╔══

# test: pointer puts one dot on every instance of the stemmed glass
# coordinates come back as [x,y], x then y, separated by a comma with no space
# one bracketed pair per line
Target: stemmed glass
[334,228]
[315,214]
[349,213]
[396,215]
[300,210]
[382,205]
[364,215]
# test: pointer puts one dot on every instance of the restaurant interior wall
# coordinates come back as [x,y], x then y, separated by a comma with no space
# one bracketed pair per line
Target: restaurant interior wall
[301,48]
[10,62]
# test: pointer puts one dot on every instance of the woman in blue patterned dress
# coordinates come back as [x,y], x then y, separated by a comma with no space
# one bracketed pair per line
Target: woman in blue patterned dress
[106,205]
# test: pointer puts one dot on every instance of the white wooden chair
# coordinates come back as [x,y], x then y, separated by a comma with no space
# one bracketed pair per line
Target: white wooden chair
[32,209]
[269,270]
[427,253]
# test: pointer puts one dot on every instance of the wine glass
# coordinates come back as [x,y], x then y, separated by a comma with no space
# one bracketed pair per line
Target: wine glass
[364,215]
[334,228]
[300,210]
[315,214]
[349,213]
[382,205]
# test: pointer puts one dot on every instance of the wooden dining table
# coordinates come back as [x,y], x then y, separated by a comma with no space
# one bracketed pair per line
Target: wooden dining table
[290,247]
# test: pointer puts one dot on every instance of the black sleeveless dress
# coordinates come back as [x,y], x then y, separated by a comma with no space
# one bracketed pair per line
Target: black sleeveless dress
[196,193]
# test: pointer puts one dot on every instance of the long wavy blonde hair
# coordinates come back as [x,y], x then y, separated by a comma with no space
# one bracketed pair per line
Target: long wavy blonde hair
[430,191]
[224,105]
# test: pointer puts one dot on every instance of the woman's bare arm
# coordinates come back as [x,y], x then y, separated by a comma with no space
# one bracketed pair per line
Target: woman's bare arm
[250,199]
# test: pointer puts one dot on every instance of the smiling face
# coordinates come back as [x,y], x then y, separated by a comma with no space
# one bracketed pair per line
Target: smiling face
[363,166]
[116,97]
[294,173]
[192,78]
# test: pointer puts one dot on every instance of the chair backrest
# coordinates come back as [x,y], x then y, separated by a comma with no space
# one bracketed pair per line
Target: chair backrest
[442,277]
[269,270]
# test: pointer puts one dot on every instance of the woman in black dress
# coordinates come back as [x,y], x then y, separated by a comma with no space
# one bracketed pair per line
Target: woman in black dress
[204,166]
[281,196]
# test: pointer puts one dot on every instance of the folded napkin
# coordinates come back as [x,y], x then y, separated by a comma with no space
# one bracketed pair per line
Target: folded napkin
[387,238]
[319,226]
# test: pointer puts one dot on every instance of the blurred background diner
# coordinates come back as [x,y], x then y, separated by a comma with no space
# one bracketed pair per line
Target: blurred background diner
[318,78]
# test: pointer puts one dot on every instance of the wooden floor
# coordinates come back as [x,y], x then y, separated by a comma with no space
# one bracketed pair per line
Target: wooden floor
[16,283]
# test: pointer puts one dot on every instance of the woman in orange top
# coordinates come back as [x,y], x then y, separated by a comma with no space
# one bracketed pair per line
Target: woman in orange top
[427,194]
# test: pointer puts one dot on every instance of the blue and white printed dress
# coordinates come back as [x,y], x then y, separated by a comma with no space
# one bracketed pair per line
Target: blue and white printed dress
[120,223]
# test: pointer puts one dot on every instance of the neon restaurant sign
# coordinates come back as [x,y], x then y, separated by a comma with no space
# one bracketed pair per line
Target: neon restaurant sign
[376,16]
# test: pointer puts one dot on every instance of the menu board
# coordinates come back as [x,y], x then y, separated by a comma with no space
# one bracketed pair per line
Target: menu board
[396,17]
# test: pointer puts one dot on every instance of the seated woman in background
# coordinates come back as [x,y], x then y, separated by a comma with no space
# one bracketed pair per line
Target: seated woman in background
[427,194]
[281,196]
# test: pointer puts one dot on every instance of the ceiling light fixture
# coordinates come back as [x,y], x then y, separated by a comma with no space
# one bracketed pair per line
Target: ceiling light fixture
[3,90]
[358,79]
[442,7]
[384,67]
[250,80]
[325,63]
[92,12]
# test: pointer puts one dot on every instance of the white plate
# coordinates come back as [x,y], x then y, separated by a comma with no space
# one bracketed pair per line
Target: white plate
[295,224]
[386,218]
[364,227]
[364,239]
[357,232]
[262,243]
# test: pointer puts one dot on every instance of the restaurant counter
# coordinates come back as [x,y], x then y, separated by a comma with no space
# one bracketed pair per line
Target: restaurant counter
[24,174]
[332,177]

╚══

GIVEN INSTRUCTION :: Look above for the line containing "the ceiling light fixture", then transcribe it and all lines after it through the last, exactly and with nothing else.

SOLUTION TO THE PROBLEM ::
# test: pointer puts one dot on every instance of the ceiling light fixture
# coordinates come back as [x,y], x then y, separated by a comma with no space
# one bracketed pair per line
Target: ceiling light fixture
[3,90]
[358,79]
[442,7]
[384,67]
[250,80]
[325,63]
[92,12]
# test: pointer puts one dot on every instance of the white plate
# coordinates come back as [x,y], x then y, separated by a comma with no space
# one bracketed pair per line
Target: white plate
[295,224]
[386,218]
[364,227]
[364,239]
[357,232]
[262,243]
# test: pointer puts one dot on every instance of the restaurant counter
# coordinates come back as [x,y], x then y, separated by a comma with no space
# one bracketed pair per line
Target: restaurant counter
[24,174]
[332,177]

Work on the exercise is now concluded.